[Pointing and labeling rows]
* * * * *

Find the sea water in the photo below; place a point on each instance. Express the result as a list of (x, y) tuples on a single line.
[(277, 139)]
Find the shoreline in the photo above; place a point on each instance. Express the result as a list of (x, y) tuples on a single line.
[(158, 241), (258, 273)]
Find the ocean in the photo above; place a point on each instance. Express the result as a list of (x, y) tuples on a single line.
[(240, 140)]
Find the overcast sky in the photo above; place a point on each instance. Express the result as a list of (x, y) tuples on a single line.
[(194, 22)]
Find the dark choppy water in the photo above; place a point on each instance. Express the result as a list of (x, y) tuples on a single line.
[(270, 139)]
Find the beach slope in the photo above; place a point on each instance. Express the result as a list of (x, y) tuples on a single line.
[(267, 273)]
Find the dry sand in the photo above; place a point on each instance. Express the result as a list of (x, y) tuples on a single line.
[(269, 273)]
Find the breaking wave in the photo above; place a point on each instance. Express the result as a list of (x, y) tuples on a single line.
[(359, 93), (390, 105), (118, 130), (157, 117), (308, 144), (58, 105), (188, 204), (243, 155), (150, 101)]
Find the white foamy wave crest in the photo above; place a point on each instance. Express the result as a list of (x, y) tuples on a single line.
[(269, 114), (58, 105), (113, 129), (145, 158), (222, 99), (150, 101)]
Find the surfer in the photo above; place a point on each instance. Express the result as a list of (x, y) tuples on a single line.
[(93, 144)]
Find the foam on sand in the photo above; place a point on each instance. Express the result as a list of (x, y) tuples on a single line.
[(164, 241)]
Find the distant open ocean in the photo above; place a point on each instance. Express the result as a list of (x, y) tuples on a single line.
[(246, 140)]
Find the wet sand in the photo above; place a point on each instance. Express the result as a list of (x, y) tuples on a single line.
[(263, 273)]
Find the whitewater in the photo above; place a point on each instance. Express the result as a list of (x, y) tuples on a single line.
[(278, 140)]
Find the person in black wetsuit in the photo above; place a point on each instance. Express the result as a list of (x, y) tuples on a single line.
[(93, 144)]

* * * * *

* **What the task requires**
Copy out the rows from the line with "Find the ocean" up to and including the line with "[(194, 22)]", swapping "single line" for "one line" and changing nothing else.

* **Reply to the task**
Find the ocean in the photo above; place a point on each instance. Express the result as a list of (x, y) tuples on a one line.
[(240, 140)]
Find the overcast sky in the photo above; place a point on each instance. Express the result as a list of (x, y) tuples on a one line.
[(194, 22)]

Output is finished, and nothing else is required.